═════ Source text ═════

Sheriffs in outlying counties may be working to protect your liberties; but as of July 1, Colorado is a de facto police state — one in which being caught with now-illegal standard-capacity magazines, even those grandfathered in (given that there is no ready method for proving the magazines were purchased before the ban goes into effect) under the laws signed by “pro-gun” Governor Hickenlooper, can lead to arrest and confiscation, depending on the whims of a given LEO on any given day. Either these law enforcement officers — exempted from the law themselves — are to be thanked for believing you about the purchase date and letting you go; or else they can arrest you, confiscate your property, and run you through the system at great expense in time and treasure, where you can prove your innocence — their presumption having been that, without documentation of purchase, you were in violation of the law.

Neither of which scenarios is, frankly, acceptable, relying as they do on the benevolence of the state’s policing authorities for the maintenance of our supposedly natural rights. And according to some reports, LEOs in Denver and Boulder will be enforcing the new laws to the letter — meaning that the position of nearly any magazine with a removable base-plate can be construed as a violation of the law.

What the Colorado gun-control measures have done — on purpose, is my surmise, driven as they were by Bloomberg and the White House through the Democrat puppets in the Colorado assembly — is destabilize a consistent, repeatable, uniformly applied rule of law. Making Colorado a post-constitutional state — and a model for other states whose elected Democrat leaderships are being urged to seize upon this window of opportunity to ignore the wishes of those they represent and throw in with the larger progressive agenda, which calls for using staged crisis moments opportunistically to ram through unpopular, liberty-robbing legislation that will “nudge” subjects into “proper” behavior and makes them more dependent on government, and so more manageable and docile.

And in a state where the laws are not applied consistently, what we have is tyranny.

Given that state of affairs, here’s some advice: Don’t talk to the police:

This is where we are. In the United States.

═════ Provided records ═════

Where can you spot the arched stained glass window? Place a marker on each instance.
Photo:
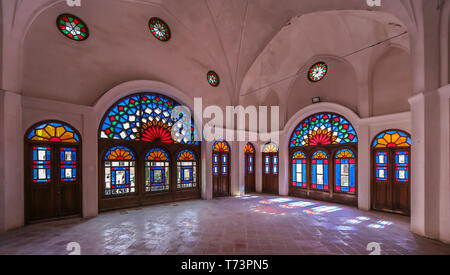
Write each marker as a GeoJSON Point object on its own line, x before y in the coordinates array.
{"type": "Point", "coordinates": [299, 169]}
{"type": "Point", "coordinates": [53, 132]}
{"type": "Point", "coordinates": [249, 148]}
{"type": "Point", "coordinates": [159, 29]}
{"type": "Point", "coordinates": [320, 170]}
{"type": "Point", "coordinates": [186, 170]}
{"type": "Point", "coordinates": [270, 148]}
{"type": "Point", "coordinates": [392, 138]}
{"type": "Point", "coordinates": [323, 129]}
{"type": "Point", "coordinates": [345, 167]}
{"type": "Point", "coordinates": [157, 172]}
{"type": "Point", "coordinates": [221, 146]}
{"type": "Point", "coordinates": [119, 171]}
{"type": "Point", "coordinates": [149, 117]}
{"type": "Point", "coordinates": [72, 27]}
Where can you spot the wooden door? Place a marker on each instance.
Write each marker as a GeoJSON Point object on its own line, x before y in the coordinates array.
{"type": "Point", "coordinates": [270, 173]}
{"type": "Point", "coordinates": [221, 174]}
{"type": "Point", "coordinates": [391, 180]}
{"type": "Point", "coordinates": [250, 182]}
{"type": "Point", "coordinates": [53, 188]}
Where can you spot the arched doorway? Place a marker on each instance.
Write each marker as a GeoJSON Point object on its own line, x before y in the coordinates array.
{"type": "Point", "coordinates": [250, 182]}
{"type": "Point", "coordinates": [148, 152]}
{"type": "Point", "coordinates": [391, 152]}
{"type": "Point", "coordinates": [221, 169]}
{"type": "Point", "coordinates": [270, 169]}
{"type": "Point", "coordinates": [323, 152]}
{"type": "Point", "coordinates": [53, 172]}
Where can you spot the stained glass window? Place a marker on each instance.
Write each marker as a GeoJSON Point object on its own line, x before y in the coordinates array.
{"type": "Point", "coordinates": [381, 165]}
{"type": "Point", "coordinates": [224, 164]}
{"type": "Point", "coordinates": [323, 129]}
{"type": "Point", "coordinates": [72, 27]}
{"type": "Point", "coordinates": [402, 166]}
{"type": "Point", "coordinates": [249, 148]}
{"type": "Point", "coordinates": [215, 164]}
{"type": "Point", "coordinates": [186, 170]}
{"type": "Point", "coordinates": [299, 170]}
{"type": "Point", "coordinates": [392, 138]}
{"type": "Point", "coordinates": [213, 78]}
{"type": "Point", "coordinates": [68, 164]}
{"type": "Point", "coordinates": [119, 171]}
{"type": "Point", "coordinates": [270, 148]}
{"type": "Point", "coordinates": [275, 165]}
{"type": "Point", "coordinates": [159, 29]}
{"type": "Point", "coordinates": [320, 170]}
{"type": "Point", "coordinates": [221, 146]}
{"type": "Point", "coordinates": [149, 117]}
{"type": "Point", "coordinates": [345, 171]}
{"type": "Point", "coordinates": [41, 164]}
{"type": "Point", "coordinates": [157, 171]}
{"type": "Point", "coordinates": [267, 165]}
{"type": "Point", "coordinates": [317, 71]}
{"type": "Point", "coordinates": [250, 163]}
{"type": "Point", "coordinates": [53, 132]}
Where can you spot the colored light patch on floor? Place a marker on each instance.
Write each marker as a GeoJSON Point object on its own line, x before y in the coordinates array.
{"type": "Point", "coordinates": [265, 209]}
{"type": "Point", "coordinates": [323, 210]}
{"type": "Point", "coordinates": [278, 200]}
{"type": "Point", "coordinates": [380, 224]}
{"type": "Point", "coordinates": [357, 220]}
{"type": "Point", "coordinates": [297, 204]}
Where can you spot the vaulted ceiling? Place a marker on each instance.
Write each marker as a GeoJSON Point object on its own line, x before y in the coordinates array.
{"type": "Point", "coordinates": [251, 44]}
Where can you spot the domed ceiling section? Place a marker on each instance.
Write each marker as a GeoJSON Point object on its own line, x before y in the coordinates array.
{"type": "Point", "coordinates": [339, 38]}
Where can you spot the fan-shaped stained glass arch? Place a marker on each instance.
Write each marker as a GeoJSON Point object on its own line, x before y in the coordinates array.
{"type": "Point", "coordinates": [149, 117]}
{"type": "Point", "coordinates": [323, 129]}
{"type": "Point", "coordinates": [317, 72]}
{"type": "Point", "coordinates": [221, 146]}
{"type": "Point", "coordinates": [344, 153]}
{"type": "Point", "coordinates": [72, 27]}
{"type": "Point", "coordinates": [249, 148]}
{"type": "Point", "coordinates": [157, 155]}
{"type": "Point", "coordinates": [119, 153]}
{"type": "Point", "coordinates": [392, 138]}
{"type": "Point", "coordinates": [186, 155]}
{"type": "Point", "coordinates": [270, 148]}
{"type": "Point", "coordinates": [159, 29]}
{"type": "Point", "coordinates": [299, 155]}
{"type": "Point", "coordinates": [53, 132]}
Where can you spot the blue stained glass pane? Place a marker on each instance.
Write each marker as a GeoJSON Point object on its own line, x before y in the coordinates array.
{"type": "Point", "coordinates": [352, 175]}
{"type": "Point", "coordinates": [338, 175]}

═════

:: Complete the following ::
• a. In the piece on Colorado's gun-control laws, which governor signed the laws?
• b. Carry the piece on Colorado's gun-control laws forward from its last line.

:: Per-task outputs ::
• a. Governor Hickenlooper.

• b.
And yet Republicans are poised to position themselves politically in favor of certain gun control laws, and in favor of backdoor amnesty for illegals who were drawn here on the promise of joining a welfare state, in direct violation of existing immigration law, which our Supreme Court has decided is not really the law at all, should the Executive decide not to follow it.

I don’t know that I’ll be around for the revolution. If it ever comes. Because it seems to me that we’re outflanked, and with the media AND our “own” representatives throwing in with he statists, we have so many obstacles to overcome just to gain a foothold from which to fight back with any real effect.

What we need is John Connor. And a few cyborgs friendly to the liberty agenda.

Short of that…?

37 Replies to “Instructions for living in Coloradostan, 1”

  1. Physics Geek says:

    “And a few cyborgs friendly to the liberty agenda.”

    I’m thinking that a few cyborgs with a thirst for power hungry politicians might be better.

  2. Pablo says:

    Either these law enforcement officers — exempted from the law themselves — are to be thanked for believing you about the purchase date and letting you go; or else they can arrest you, confiscate your property, and run you through the system at great expense in time and treasure, where you can prove your innocence — their presumption having been that, without documentation of purchase, you were in violation of the law.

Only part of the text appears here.